Whether you are navigating eating disorder recovery for the first time or have been here before, a common question we often get is, ‘So, how do I recover?’ This can be a difficult question to answer because what works for one person may not necessarily work for another. While there is no manual for exactly how to recover from an eating disorder, I’ve compiled some tried and true action steps that can help move you forward in your healing journey.
Connect With Others:
Eating disorders thrive in isolation. To set yourself up for continued recovery success, reach out to trusted supports, members of your treatment team, and connect with a recovery community near you.
Find What Makes Your Heart Smile:
When living with an eating disorder, it is easy to neglect everything that once made you feel alive. Recovery gives us more time and space to explore what gives us joy and to discover new hobbies and activities to fill our hearts.
As you navigate life in recovery, stressful situations will inevitably arise. You can help prevent relapse by identifying and planning for triggers before they come up. Develop a list of healthy coping skills and remember them as you are faced with triggering scenarios or situations.
Develop a Mindfulness Practice:
Eating disorders impact all aspects of self, mind, body, and spirit. Developing a mindfulness practice can help ground us to the present, (re)connect with ourselves, and guide us toward a greater appreciation for our bodies and the things it does for us.
Establish Realistic Goals:
Setting goals is an important part of life in recovery. These goals should be attainable and measurable so that you can track your process and be proud of how far you’ve come. Some examples can include meal plan compliance, attending a recovery group, setting boundaries with a loved one, or even attending a party or event.
Be Patient with Yourself:
Recovery from an eating disorder is not ‘one size fits all.’ Be sure to continue reminding yourself of this if you begin to compare your healing process to someone else’s. It’s okay to be eager to get better, but make sure you also give yourself some compassion if it’s not going at the pace you wanted or anticipated. The beauty of recovery is that it is your own.

> **Study material**
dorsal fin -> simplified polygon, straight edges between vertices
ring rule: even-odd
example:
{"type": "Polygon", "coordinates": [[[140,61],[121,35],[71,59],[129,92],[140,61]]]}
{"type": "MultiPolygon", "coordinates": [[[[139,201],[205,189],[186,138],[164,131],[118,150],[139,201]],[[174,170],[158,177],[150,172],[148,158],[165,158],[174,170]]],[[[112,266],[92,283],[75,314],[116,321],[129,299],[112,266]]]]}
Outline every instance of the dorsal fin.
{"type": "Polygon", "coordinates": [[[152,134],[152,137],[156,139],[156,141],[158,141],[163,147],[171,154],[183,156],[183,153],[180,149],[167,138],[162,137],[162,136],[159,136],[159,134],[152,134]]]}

> **Your tasks**
A) Duplicate the passage of the eating disorder recovery text from "Find What Makes" to "does for us.".
B) According to the eating disorder recovery text, what is one thing setting goals in recovery should allow you to do?

> **Outputs for the tasks**
A)
Find What Makes Your Heart Smile:
When living with an eating disorder, it is easy to neglect everything that once made you feel alive. Recovery gives us more time and space to explore what gives us joy and to discover new hobbies and activities to fill our hearts.
As you navigate life in recovery, stressful situations will inevitably arise. You can help prevent relapse by identifying and planning for triggers before they come up. Develop a list of healthy coping skills and remember them as you are faced with triggering scenarios or situations.
Develop a Mindfulness Practice:
Eating disorders impact all aspects of self, mind, body, and spirit. Developing a mindfulness practice can help ground us to the present, (re)connect with ourselves, and guide us toward a greater appreciation for our bodies and the things it does for us.

B) Goals should be attainable and measurable so that you can track your process and be proud of how far you've come.